DOCUMENT SECTION:
Most of what this article about South Sudan presents is truth, but it’s only part of the truth...the photos are real, and dramatic, but really only represent a part of what I see and hear and smell on a daily basis.  It’s exciting to see and hear people “talking” about South Sudan, to see it get a place “on the map” so-to-speak...to see people write about the vast resources this land has to offer the world, to hear outsiders comment on the reality that is your life in ways you’ve never heard/thought of before...

We are headed out of the dismal capital, driving south for four hours toward the Imatong Mountains...The ambassador wants to tour the south of South Sudan, get some exercise, and then fling himself off the peak in his paraglinder, avoiding a crash landing in the Central African jungles while claiming some fun distinction like First Unpowered Descent from a Place No One Has Heard of...”

- he he he :) and...

ACTIONS TO TAKE:
• 1. In the South Sudan piece, how long is the drive south from the capital toward the Imatong Mountains?
• 2. Reproduce part of the South Sudan piece word for word: begin at the words "We are headed" and stop after "he :) and...".
• 3. List the verbs in the South Sudan piece that describe how the writer takes in daily life there.
The data has no connection to the South Sudan piece.

MATERIAL PROVIDED:
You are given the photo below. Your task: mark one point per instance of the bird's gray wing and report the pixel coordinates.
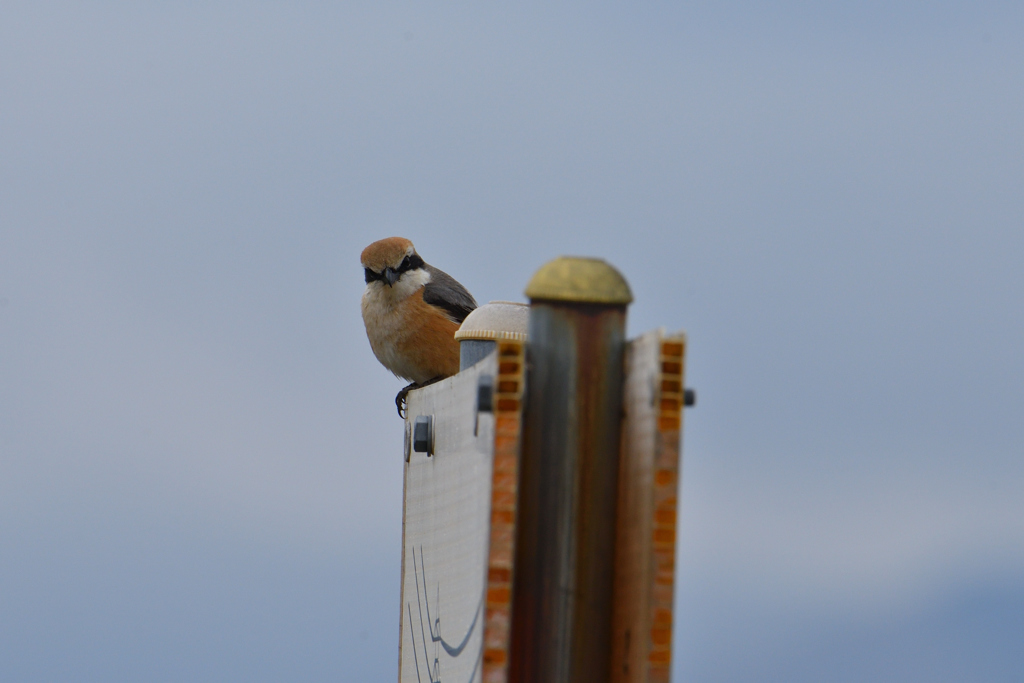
(444, 292)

SOLUTIONS BY TASK:
• 1. Four hours.

• 2.
We are headed out of the dismal capital, driving south for four hours toward the Imatong Mountains...The ambassador wants to tour the south of South Sudan, get some exercise, and then fling himself off the peak in his paraglinder, avoiding a crash landing in the Central African jungles while claiming some fun distinction like First Unpowered Descent from a Place No One Has Heard of...”

- he he he :) and...

• 3. see, hear, smell